** DOCUMENT PASSAGE **
- - - -

Ahead of Biden's address, Sen. J.D. Vance published an opinion piece in US media, joining forces with Heritage Foundation President Kevin Roberts. "Instead of holding up aid to Israel for additional Ukraine funding, Congress should give the situation in Israel the separate debate and vote that it deserves," Vance insisted. The op-ed also argued that European countries near Ukraine, such as Germany and France, should provide "considerably more assistance."
Vance previously joined 29 lawmakers in signing a letter addressed to the Biden administration demanding more transparency on how much is being spent in Ukraine, adding that until such concerns have been addressed, additional expenditures to support the Kiev regime would be “opposed.”
Amid the increasingly waning desire to pump financial and billions' worth of military aid to Kiev, the Ukraine funding debate has become increasingly controversial in Washington, with some Republicans long warning they would block any spending bill unless their demands are met, including removing any additional funding to Ukraine from the bills. Some of the most vocal Republicans in the House have been Reps. Matt Gaetz (R-FL) and Marjorie Taylor-Greene (R-GA), while in the Democrat-controlled Senate, several Republican lawmakers, including Sens. Josh Hawley (R-MO) and Rand Paul (R-KY) have also espoused such a stance.

- - - -

** DATA FOR ANALYSIS **
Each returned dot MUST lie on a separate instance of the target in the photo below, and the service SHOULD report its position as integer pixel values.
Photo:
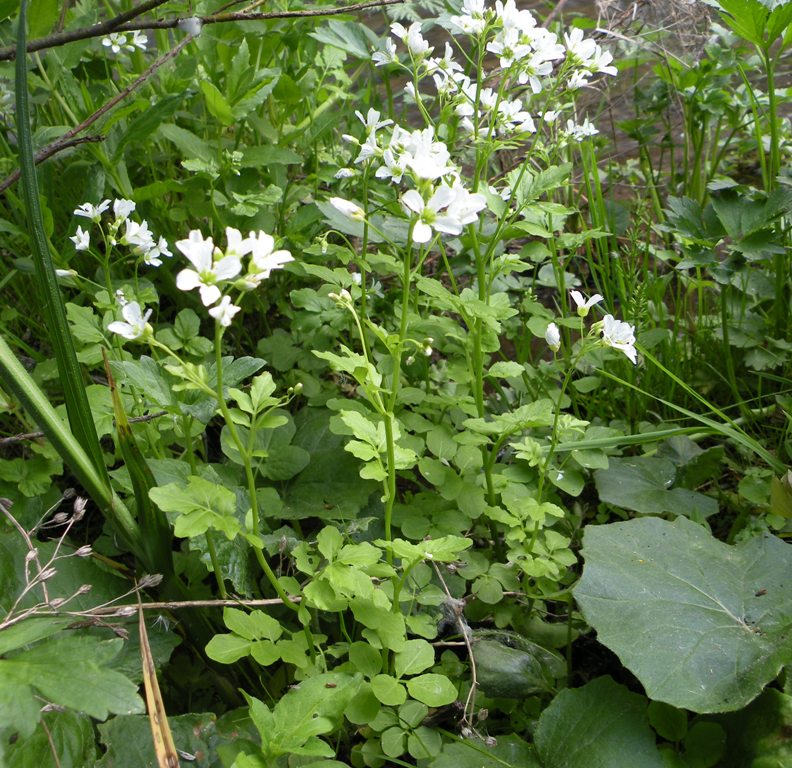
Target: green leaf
(261, 157)
(506, 369)
(510, 666)
(704, 626)
(71, 671)
(145, 124)
(216, 103)
(128, 741)
(416, 656)
(601, 725)
(388, 690)
(312, 709)
(255, 625)
(227, 648)
(69, 735)
(644, 484)
(198, 507)
(49, 295)
(758, 736)
(432, 689)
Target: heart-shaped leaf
(703, 625)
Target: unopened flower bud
(192, 26)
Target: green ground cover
(394, 385)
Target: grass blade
(77, 406)
(22, 385)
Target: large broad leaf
(759, 734)
(601, 725)
(68, 735)
(704, 626)
(644, 484)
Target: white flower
(192, 26)
(138, 236)
(139, 40)
(81, 240)
(582, 131)
(348, 208)
(461, 208)
(136, 325)
(263, 259)
(372, 121)
(388, 56)
(553, 337)
(512, 18)
(224, 312)
(122, 208)
(115, 41)
(584, 305)
(151, 257)
(236, 245)
(207, 273)
(94, 213)
(619, 335)
(473, 19)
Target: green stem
(249, 475)
(216, 565)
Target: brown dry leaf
(165, 749)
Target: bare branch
(124, 23)
(114, 610)
(25, 436)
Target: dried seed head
(79, 508)
(149, 580)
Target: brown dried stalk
(124, 23)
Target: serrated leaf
(73, 672)
(601, 725)
(415, 657)
(388, 690)
(704, 626)
(198, 507)
(432, 689)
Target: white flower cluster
(214, 268)
(531, 59)
(135, 324)
(135, 235)
(438, 200)
(122, 41)
(613, 333)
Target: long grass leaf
(77, 406)
(154, 526)
(33, 399)
(164, 747)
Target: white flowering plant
(366, 334)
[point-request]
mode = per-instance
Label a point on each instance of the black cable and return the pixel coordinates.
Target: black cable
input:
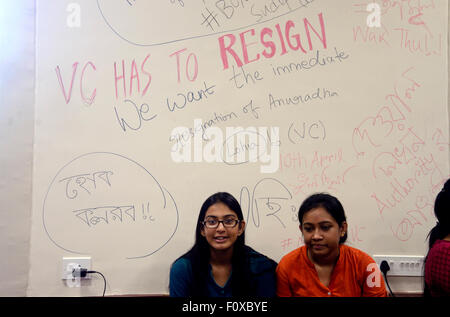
(384, 267)
(104, 279)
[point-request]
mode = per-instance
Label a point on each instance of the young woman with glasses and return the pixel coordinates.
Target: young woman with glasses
(220, 264)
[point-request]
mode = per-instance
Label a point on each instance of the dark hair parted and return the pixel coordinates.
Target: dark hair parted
(330, 203)
(199, 254)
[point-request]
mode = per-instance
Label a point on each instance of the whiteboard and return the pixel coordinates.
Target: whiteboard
(145, 108)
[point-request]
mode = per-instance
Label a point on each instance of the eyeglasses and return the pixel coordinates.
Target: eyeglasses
(214, 223)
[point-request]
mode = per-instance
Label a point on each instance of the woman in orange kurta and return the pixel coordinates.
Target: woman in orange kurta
(325, 266)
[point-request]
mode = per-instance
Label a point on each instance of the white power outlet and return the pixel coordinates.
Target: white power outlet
(402, 265)
(71, 263)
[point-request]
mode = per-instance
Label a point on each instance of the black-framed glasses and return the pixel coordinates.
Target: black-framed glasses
(213, 223)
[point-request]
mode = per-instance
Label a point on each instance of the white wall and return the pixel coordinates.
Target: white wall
(17, 54)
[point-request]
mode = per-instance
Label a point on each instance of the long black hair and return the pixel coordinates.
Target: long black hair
(199, 254)
(330, 203)
(442, 227)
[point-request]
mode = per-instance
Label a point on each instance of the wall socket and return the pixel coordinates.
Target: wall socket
(402, 265)
(68, 264)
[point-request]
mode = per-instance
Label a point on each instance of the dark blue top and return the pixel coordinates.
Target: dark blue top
(261, 267)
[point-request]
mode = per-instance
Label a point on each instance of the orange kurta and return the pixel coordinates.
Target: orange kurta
(354, 275)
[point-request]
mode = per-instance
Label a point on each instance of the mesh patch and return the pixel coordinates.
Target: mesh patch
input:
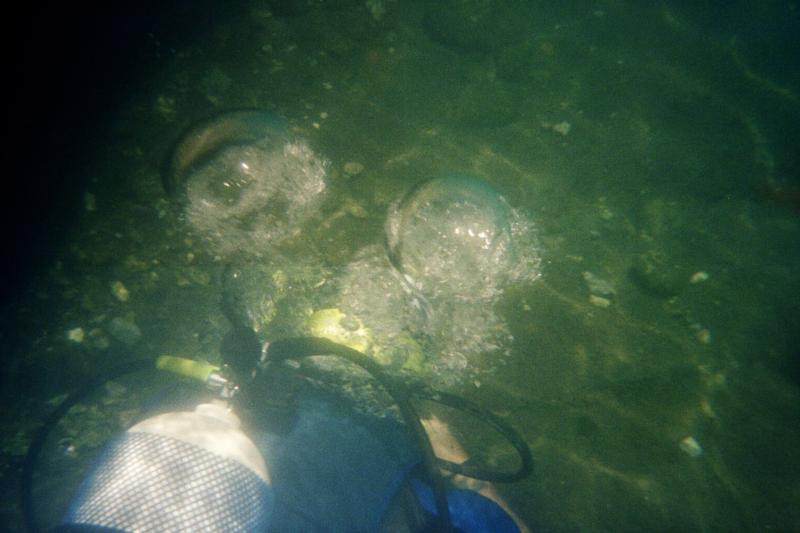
(146, 482)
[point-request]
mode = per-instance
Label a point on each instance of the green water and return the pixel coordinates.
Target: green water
(653, 144)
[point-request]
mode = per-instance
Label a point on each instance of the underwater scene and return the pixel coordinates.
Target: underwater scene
(582, 216)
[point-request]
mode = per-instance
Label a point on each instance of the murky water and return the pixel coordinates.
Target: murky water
(624, 290)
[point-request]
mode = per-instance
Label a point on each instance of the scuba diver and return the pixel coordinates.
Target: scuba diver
(298, 459)
(281, 446)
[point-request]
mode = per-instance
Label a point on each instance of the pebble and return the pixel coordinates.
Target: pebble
(76, 335)
(353, 168)
(691, 447)
(599, 301)
(562, 128)
(119, 291)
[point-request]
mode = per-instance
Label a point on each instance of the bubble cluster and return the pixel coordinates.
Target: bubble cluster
(244, 194)
(456, 237)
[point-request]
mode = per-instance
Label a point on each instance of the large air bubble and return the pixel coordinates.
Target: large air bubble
(246, 184)
(458, 238)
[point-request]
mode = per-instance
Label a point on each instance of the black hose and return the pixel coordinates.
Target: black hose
(401, 394)
(41, 435)
(297, 348)
(308, 346)
(500, 425)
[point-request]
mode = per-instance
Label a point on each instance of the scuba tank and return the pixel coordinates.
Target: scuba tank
(180, 471)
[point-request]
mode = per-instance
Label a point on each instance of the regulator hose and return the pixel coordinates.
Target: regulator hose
(297, 348)
(41, 435)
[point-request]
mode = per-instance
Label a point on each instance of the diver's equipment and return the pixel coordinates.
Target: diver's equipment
(181, 471)
(297, 348)
(153, 445)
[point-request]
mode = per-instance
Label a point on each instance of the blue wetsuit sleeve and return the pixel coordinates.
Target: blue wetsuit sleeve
(469, 511)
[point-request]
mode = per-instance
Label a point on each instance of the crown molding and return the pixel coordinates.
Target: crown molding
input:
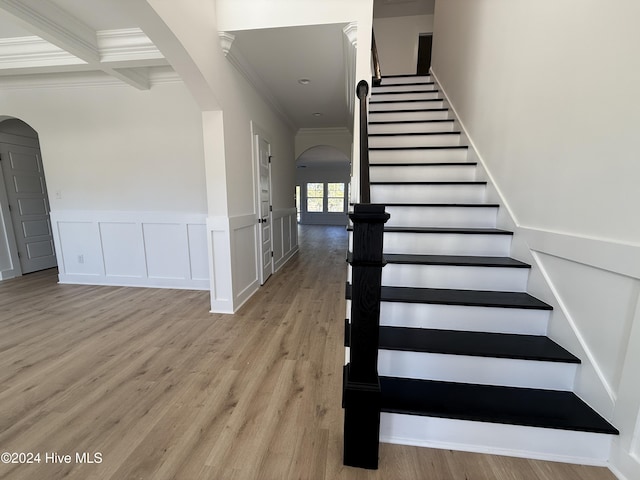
(316, 131)
(126, 45)
(246, 70)
(45, 19)
(93, 78)
(29, 52)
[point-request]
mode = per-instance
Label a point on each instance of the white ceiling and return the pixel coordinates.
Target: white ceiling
(45, 40)
(283, 56)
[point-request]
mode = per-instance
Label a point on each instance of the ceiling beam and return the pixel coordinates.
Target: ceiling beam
(55, 25)
(46, 20)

- - - -

** TASK GOAL **
Rewrite the stretch of the passage on Ukraine funding from "Amid the increasingly" through "such a stance.", putting "contentious" in place of "controversial".

** ANSWER BOX **
Amid the increasingly waning desire to pump financial and billions' worth of military aid to Kiev, the Ukraine funding debate has become increasingly contentious in Washington, with some Republicans long warning they would block any spending bill unless their demands are met, including removing any additional funding to Ukraine from the bills. Some of the most vocal Republicans in the House have been Reps. Matt Gaetz (R-FL) and Marjorie Taylor-Greene (R-GA), while in the Democrat-controlled Senate, several Republican lawmakers, including Sens. Josh Hawley (R-MO) and Rand Paul (R-KY) have also espoused such a stance.